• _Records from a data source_
-- -- --

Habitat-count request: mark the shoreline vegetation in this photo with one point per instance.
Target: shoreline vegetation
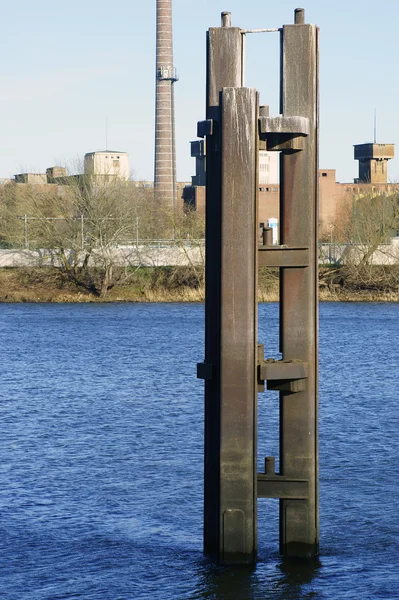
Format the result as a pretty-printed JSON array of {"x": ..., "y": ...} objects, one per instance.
[{"x": 171, "y": 284}]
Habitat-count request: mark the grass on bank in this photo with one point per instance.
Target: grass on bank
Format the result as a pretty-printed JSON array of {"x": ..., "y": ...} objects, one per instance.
[{"x": 171, "y": 284}]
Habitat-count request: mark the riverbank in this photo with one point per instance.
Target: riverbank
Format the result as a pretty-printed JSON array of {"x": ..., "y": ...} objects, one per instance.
[{"x": 167, "y": 285}]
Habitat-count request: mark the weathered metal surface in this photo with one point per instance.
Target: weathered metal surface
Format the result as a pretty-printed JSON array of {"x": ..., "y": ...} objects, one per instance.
[
  {"x": 277, "y": 486},
  {"x": 267, "y": 236},
  {"x": 283, "y": 124},
  {"x": 283, "y": 256},
  {"x": 299, "y": 528},
  {"x": 280, "y": 369},
  {"x": 234, "y": 368}
]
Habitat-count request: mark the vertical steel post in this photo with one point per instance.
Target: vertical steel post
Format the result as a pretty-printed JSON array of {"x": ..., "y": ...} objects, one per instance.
[
  {"x": 230, "y": 319},
  {"x": 299, "y": 530}
]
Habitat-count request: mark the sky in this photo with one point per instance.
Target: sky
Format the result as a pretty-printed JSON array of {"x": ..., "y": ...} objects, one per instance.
[{"x": 69, "y": 68}]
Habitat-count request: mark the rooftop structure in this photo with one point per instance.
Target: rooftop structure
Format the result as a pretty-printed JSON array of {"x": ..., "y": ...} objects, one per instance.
[
  {"x": 373, "y": 159},
  {"x": 165, "y": 151},
  {"x": 107, "y": 163}
]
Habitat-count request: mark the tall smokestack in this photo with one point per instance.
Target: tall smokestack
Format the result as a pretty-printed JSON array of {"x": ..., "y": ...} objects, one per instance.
[{"x": 165, "y": 152}]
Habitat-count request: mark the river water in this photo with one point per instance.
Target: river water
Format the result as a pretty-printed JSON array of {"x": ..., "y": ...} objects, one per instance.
[{"x": 101, "y": 421}]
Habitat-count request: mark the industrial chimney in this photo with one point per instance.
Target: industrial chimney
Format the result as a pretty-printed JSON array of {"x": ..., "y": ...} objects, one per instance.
[{"x": 165, "y": 151}]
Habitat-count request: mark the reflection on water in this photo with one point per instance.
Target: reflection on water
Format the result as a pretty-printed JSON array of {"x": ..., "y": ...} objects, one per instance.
[{"x": 101, "y": 422}]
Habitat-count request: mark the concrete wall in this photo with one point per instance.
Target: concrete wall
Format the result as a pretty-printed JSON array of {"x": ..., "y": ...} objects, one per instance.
[{"x": 162, "y": 253}]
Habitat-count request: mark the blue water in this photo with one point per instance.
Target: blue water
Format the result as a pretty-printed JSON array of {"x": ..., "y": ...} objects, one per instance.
[{"x": 101, "y": 429}]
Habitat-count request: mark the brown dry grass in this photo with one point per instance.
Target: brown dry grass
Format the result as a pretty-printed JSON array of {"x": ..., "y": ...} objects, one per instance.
[{"x": 48, "y": 285}]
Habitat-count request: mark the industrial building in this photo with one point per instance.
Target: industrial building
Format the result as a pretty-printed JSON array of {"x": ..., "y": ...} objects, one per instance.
[{"x": 333, "y": 195}]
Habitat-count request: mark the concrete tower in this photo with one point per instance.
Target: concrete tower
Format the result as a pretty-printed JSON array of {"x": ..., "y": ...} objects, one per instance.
[{"x": 165, "y": 152}]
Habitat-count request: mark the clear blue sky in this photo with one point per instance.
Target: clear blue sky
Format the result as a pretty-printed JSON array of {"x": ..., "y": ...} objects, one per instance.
[{"x": 67, "y": 66}]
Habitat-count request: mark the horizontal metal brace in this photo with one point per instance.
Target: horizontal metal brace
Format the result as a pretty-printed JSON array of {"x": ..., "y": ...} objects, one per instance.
[
  {"x": 278, "y": 486},
  {"x": 283, "y": 256},
  {"x": 205, "y": 371},
  {"x": 274, "y": 30},
  {"x": 283, "y": 125},
  {"x": 285, "y": 134},
  {"x": 274, "y": 370},
  {"x": 205, "y": 128}
]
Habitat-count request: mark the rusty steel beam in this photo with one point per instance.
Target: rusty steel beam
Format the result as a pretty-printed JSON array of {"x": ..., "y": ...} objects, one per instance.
[
  {"x": 299, "y": 521},
  {"x": 231, "y": 329},
  {"x": 283, "y": 256},
  {"x": 224, "y": 69}
]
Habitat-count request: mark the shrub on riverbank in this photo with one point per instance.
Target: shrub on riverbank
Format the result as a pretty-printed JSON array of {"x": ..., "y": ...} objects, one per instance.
[{"x": 183, "y": 284}]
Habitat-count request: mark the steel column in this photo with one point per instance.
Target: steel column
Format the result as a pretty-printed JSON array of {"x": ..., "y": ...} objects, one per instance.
[
  {"x": 231, "y": 328},
  {"x": 299, "y": 534}
]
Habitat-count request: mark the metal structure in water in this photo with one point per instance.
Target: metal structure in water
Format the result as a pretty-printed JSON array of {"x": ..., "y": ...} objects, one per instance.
[{"x": 235, "y": 369}]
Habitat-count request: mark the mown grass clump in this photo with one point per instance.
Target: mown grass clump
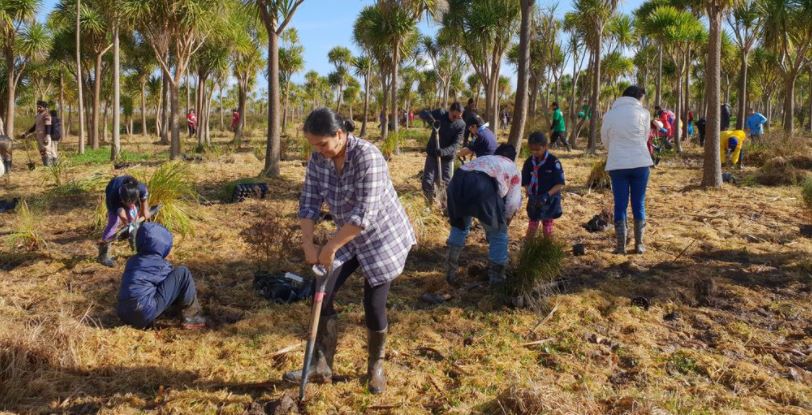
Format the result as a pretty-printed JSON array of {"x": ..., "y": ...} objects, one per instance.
[
  {"x": 26, "y": 235},
  {"x": 171, "y": 186},
  {"x": 780, "y": 171},
  {"x": 598, "y": 177},
  {"x": 426, "y": 222},
  {"x": 102, "y": 156},
  {"x": 806, "y": 192},
  {"x": 539, "y": 264}
]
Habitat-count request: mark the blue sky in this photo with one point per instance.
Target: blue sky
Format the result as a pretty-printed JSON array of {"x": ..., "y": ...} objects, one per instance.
[{"x": 323, "y": 24}]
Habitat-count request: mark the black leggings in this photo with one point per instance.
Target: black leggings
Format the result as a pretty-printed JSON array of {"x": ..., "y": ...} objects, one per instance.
[{"x": 374, "y": 297}]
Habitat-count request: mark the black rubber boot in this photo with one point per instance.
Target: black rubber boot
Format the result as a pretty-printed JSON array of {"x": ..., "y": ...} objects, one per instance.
[
  {"x": 192, "y": 315},
  {"x": 639, "y": 227},
  {"x": 321, "y": 369},
  {"x": 452, "y": 264},
  {"x": 104, "y": 255},
  {"x": 376, "y": 347},
  {"x": 496, "y": 274},
  {"x": 620, "y": 236}
]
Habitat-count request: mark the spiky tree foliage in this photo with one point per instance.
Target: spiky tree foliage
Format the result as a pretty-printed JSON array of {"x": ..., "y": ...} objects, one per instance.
[
  {"x": 788, "y": 34},
  {"x": 595, "y": 14},
  {"x": 483, "y": 29},
  {"x": 22, "y": 41},
  {"x": 175, "y": 29},
  {"x": 340, "y": 58},
  {"x": 246, "y": 60},
  {"x": 276, "y": 15},
  {"x": 746, "y": 22},
  {"x": 291, "y": 61},
  {"x": 520, "y": 105},
  {"x": 641, "y": 14},
  {"x": 362, "y": 65},
  {"x": 678, "y": 29}
]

-- -- --

• _Exercise brief_
Omit the pictures and output all of the other material exactly.

• _Response to this task_
Habitat-count request: mark the shoreline vegetation in this photo with one point per instance.
Target: shoreline vegetation
Format the result as a pretty-printed JSON array of {"x": ..., "y": ...} objects, one per instance.
[{"x": 171, "y": 284}]
Habitat-count request: mark the grass on bank in this photo with one point per instance.
Target: grass on bank
Format the result as a pretty-printed JSON array of {"x": ..., "y": ...} objects, one per instance.
[{"x": 171, "y": 284}]
Habitat-count request: mark the riverbank in this photo with one point per instance.
Target: riverbank
Format the result as a pretty-printed JSON array of {"x": ..., "y": ...} objects, one per instance.
[{"x": 167, "y": 285}]
Habitat-count request: mark the weathered metal surface in this photo with one point per instance.
Target: weathered metal surface
Format the result as a pretty-printed JSON array of {"x": ..., "y": ...} objects, one per instance.
[
  {"x": 277, "y": 486},
  {"x": 267, "y": 236},
  {"x": 283, "y": 124},
  {"x": 283, "y": 256},
  {"x": 299, "y": 528},
  {"x": 280, "y": 369},
  {"x": 234, "y": 368}
]
Habitat-count request: mark the vertical steel post in this photo with one point per instance.
Target: vertical steel post
Format the result as a pretty-printed JSON array of {"x": ..., "y": ...} objects, one per instance.
[
  {"x": 230, "y": 319},
  {"x": 299, "y": 530}
]
Habitat-count request: mark the sky in this photo with one point per instance.
Target: sky
Format the result as a pretty-printed JSON array of {"x": ..., "y": ...} objects, one per instance.
[{"x": 69, "y": 68}]
Habitat-count request: mark the rooftop structure in this photo with one point per instance.
Target: rooftop structure
Format the result as a pretty-printed JSON array of {"x": ..., "y": ...} objects, one per instance.
[
  {"x": 373, "y": 159},
  {"x": 165, "y": 151},
  {"x": 107, "y": 163}
]
Habitat-count request: mark the tall smokestack in this photo with one point per instance.
Target: tall smokestack
Format the result as a pretty-printed JSON array of {"x": ..., "y": ...} objects, one per instance.
[{"x": 165, "y": 152}]
Habitat-count request: mark the river water in this photo with one point per instance.
Target: river water
Format the result as a pretty-printed JSON array of {"x": ..., "y": ...} objects, one per instance.
[{"x": 101, "y": 421}]
Habitat-count request: mark the industrial chimney in this photo with one point per instance.
Target: industrial chimney
Format the result as a pretty-printed JSON array of {"x": ..., "y": ...} objects, one per instance.
[{"x": 165, "y": 151}]
Habitat-count request: mark the reflection on water in this photo with one point per instance.
Target: reflection on water
Format the result as a pretty-printed JSON array of {"x": ..., "y": ...} objects, one per instance.
[{"x": 101, "y": 422}]
Habitat-count request: mark the concrete wall in this photo with one point per instance.
Target: concrete wall
Format the result as a pretty-printed JSON array of {"x": ..., "y": ...} objects, one per instance.
[{"x": 162, "y": 253}]
Habitat-count request: mark the blue water in this photo with one point per instance.
Target: blue water
Format the result as a pretty-printed JSON array of {"x": ..., "y": ...} objects, one per instance.
[{"x": 101, "y": 429}]
Habitat-count request: mark the brown dry grass in this photo with one point per instance.
Target: brown dry grass
Format the result as a pretty-printed JSON array of {"x": ..., "y": ...} objects, one per instance.
[{"x": 48, "y": 285}]
Habitat-count request: mark the industrial building in this photo with one point per instance.
Target: industrial building
Format the result as a pretty-printed JSON array of {"x": ..., "y": ...} objects, one per instance.
[{"x": 333, "y": 195}]
Habitat-count request: mark the concrete tower in this photo with one point per instance.
Target: concrete tower
Format the result as a pretty-printed JSON array of {"x": ..., "y": ...} objects, one per instance.
[{"x": 165, "y": 152}]
Habitat-count request: mark the clear blue sky in this photo with one point per instance.
Target: clear blue sky
Format the result as a pretty-printed JSON array of {"x": ..., "y": ...} objects, one per instance.
[{"x": 67, "y": 66}]
Habitat-count request: mark the horizontal metal brace in this photo with one point per instance.
Target: horizontal metal brace
Format the result as a pretty-printed JSON array of {"x": ..., "y": ...} objects, one per instance.
[
  {"x": 278, "y": 486},
  {"x": 283, "y": 256},
  {"x": 205, "y": 371},
  {"x": 274, "y": 30},
  {"x": 283, "y": 125},
  {"x": 285, "y": 134},
  {"x": 274, "y": 370},
  {"x": 205, "y": 128}
]
Habitat-count request: mark the rusty steel beam in this photo with one point per instance.
Target: rusty steel beam
Format the result as a pretty-printed JSON array of {"x": ..., "y": ...} objects, one per instance.
[
  {"x": 299, "y": 521},
  {"x": 231, "y": 329},
  {"x": 283, "y": 256},
  {"x": 224, "y": 69}
]
Habitat-count request: mark the shrub on riverbank in this photo with one point per instance.
Target: shrub on riverbank
Format the result as a pretty-printed JSON array of {"x": ..., "y": ...} objects, one per instance.
[{"x": 183, "y": 284}]
Habitat-count request: mark the steel column in this photo with one point per instance.
Target: steel column
Format the result as a pretty-printed JSON array of {"x": ..., "y": ...} objects, one per instance.
[
  {"x": 231, "y": 328},
  {"x": 299, "y": 534}
]
Habitat-count request: mark the metal structure in water in this photo with one point per instance.
Target: metal structure in water
Format the result as a pretty-printed JSON array of {"x": ..., "y": ...} objects, one per instance.
[{"x": 235, "y": 369}]
Habitat-count request: mark the mown grass clump in this photo with one point per instance.
Target: mown grass clump
Format the result as a pretty-printed JSON array of {"x": ..., "y": ...} objects, one per instance.
[
  {"x": 26, "y": 235},
  {"x": 171, "y": 186},
  {"x": 780, "y": 171},
  {"x": 598, "y": 177},
  {"x": 426, "y": 222},
  {"x": 102, "y": 156},
  {"x": 806, "y": 192},
  {"x": 539, "y": 264}
]
Habitat-count request: mark the blue sky in this photo with one point per instance.
Target: blue sky
Format the result as a pretty-printed JSON array of {"x": ..., "y": ...} objects, one per instance.
[{"x": 323, "y": 24}]
Habitat-count request: mark the black leggings in this photo with one point per instance.
Target: black leggings
Format the result as a pretty-printed JSON array of {"x": ..., "y": ...} objects, one per instance.
[{"x": 374, "y": 297}]
Habitat-count request: mark the black rubber boot in this photo with one point per instance.
Target: black rubber boot
Format the result as a pretty-printed JSON array of {"x": ..., "y": ...} objects, one per instance.
[
  {"x": 192, "y": 315},
  {"x": 639, "y": 227},
  {"x": 321, "y": 369},
  {"x": 452, "y": 264},
  {"x": 104, "y": 255},
  {"x": 376, "y": 347},
  {"x": 496, "y": 274},
  {"x": 620, "y": 236}
]
Habitat-count request: mark the spiky tree foliage in this photo with one point per instance.
Target: spiky tree foliage
Format the result as a pretty-printed JSON array of {"x": ..., "y": ...} objects, one per instance.
[
  {"x": 788, "y": 34},
  {"x": 595, "y": 14},
  {"x": 483, "y": 29},
  {"x": 22, "y": 41},
  {"x": 175, "y": 29},
  {"x": 340, "y": 58},
  {"x": 246, "y": 60},
  {"x": 276, "y": 15},
  {"x": 746, "y": 22},
  {"x": 291, "y": 61},
  {"x": 520, "y": 105},
  {"x": 641, "y": 14},
  {"x": 362, "y": 65},
  {"x": 678, "y": 29}
]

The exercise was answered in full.